Required task 1
According to the book review, what is the name of the germ that lets everyone hear each other's thoughts?
Required task 2
Count the lines of the records that contain the string "building", treating case as significant, and give only the number.

Todd Hewitt is about to turn thirteen, which makes him the youngest in Prentisstown, a small town with only men. Where all the women went is a mystery Todd doesn’t know the answer to, all he knows is that the only place women exist anymore is in the imagination of men. That already sounds creepy enough, but to complicate matters further everyone can hear each other’s thoughts because of something called the Noise germ. Just before he turns thirteen and becomes a man, something terrible happens that forces Todd to flee from his town (the only one on the whole entire planet as far as he knows) with only his dog for company. Though fleeing is difficult when the people coming after you can hear your (and your dog’s!) every thought.

And then Todd meets a girl. 

The Knife of Never Letting Go is first and foremost a survival story. If you’ve read Ness’s More Than This already then you know he writes excellent survival stories. 

“The Noise is a man unfiltered, and without a filter, a man is just chaos walking.”

The last time I listened to an audiobook it was probably in my parents’ car on one of our vacations when I was younger. So I don’t usually listen to audiobooks, but I stumbled upon this one and decided to just sit down and listened to it because I’d wanted to read the book for a while, but my book store didn’t have it and shipping from amazon is too expensive to me. So, I decided to go for it and I actually really, really enjoyed the ride.

The writing style in this trilogy is very much oral. A lot of words are written how they are pronounced (stayshun for station etc) and there is an accent even in the narration, like “yer” for “your”. This made the book very suitable for audio, because actually hearing the accent instead of trying to make it sound right in your head (it always sounds stupid when I try) was very beneficial to me. I also know that this writing style can be annoying to some. If you’ve tried to read this but got distracted or annoyed by the writing then I really recommend trying the audiobook because the story is worth it. I was very amused by the way the narrator said certain things. “Sheeeeep.”

Available data
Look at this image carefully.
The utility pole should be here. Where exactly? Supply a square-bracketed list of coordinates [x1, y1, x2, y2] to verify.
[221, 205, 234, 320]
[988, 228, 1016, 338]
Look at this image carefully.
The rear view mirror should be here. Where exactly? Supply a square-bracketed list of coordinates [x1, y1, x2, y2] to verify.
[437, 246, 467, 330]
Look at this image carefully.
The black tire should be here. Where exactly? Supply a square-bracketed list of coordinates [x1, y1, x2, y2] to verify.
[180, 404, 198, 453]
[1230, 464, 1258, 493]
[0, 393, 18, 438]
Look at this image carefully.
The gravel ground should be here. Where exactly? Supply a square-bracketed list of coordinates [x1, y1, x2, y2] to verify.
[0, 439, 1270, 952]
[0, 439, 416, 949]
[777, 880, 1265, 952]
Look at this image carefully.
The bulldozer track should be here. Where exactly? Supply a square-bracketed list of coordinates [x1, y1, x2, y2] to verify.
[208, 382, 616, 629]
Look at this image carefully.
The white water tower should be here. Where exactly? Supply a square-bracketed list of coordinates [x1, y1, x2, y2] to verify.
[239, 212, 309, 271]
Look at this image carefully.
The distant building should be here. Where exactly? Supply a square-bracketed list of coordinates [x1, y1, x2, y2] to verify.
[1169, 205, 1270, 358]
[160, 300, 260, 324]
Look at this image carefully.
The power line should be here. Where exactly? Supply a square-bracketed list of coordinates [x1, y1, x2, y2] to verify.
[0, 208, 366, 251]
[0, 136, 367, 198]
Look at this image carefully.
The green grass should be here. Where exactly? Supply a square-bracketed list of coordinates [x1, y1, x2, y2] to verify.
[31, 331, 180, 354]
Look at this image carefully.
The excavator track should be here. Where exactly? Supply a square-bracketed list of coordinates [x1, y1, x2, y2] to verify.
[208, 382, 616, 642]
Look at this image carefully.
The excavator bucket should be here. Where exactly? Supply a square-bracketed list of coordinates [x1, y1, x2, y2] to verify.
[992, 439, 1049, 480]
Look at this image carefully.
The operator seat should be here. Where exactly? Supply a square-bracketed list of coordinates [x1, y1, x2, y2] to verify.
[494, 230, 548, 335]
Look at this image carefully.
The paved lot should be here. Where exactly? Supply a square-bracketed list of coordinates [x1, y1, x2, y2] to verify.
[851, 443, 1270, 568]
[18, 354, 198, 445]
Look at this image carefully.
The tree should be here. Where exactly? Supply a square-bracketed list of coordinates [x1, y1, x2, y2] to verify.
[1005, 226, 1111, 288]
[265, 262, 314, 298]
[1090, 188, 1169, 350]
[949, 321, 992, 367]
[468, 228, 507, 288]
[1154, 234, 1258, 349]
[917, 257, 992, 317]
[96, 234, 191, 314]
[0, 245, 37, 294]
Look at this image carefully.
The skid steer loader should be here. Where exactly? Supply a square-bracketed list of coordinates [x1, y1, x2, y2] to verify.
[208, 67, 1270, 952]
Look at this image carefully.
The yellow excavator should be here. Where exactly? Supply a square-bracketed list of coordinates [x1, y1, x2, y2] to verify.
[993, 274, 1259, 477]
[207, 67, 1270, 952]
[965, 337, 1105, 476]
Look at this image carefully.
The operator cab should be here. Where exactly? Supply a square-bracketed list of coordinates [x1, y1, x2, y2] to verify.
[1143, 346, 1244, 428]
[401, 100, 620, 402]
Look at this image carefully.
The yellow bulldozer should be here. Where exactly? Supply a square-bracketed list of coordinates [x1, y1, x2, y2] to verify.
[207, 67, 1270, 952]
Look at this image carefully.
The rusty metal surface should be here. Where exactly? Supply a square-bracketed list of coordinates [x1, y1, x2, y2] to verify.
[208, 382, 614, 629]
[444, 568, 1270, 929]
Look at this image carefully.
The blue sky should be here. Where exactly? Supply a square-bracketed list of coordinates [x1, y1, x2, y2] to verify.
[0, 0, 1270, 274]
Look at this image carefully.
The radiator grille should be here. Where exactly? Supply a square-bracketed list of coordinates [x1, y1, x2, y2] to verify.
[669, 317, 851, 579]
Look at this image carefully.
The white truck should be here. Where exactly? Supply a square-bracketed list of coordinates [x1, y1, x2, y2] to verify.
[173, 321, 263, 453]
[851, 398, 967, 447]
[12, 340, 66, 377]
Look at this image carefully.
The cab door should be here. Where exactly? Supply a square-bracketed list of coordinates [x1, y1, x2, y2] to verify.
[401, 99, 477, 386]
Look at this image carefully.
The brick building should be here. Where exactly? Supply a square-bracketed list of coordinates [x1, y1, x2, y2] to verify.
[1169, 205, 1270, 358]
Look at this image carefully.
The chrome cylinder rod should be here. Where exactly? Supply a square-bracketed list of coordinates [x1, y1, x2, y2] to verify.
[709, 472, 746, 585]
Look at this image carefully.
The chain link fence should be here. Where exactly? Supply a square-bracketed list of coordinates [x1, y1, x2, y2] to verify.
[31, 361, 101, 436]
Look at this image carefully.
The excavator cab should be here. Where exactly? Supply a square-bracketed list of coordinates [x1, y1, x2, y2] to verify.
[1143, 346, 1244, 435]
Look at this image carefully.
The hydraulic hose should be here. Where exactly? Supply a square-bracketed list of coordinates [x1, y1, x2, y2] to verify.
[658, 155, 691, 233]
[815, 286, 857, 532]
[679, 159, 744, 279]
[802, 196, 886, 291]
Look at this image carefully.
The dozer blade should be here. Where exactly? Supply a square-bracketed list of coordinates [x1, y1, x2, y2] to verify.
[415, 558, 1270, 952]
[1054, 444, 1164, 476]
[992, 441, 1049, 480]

Full response 1
The Noise germ.

Full response 2
2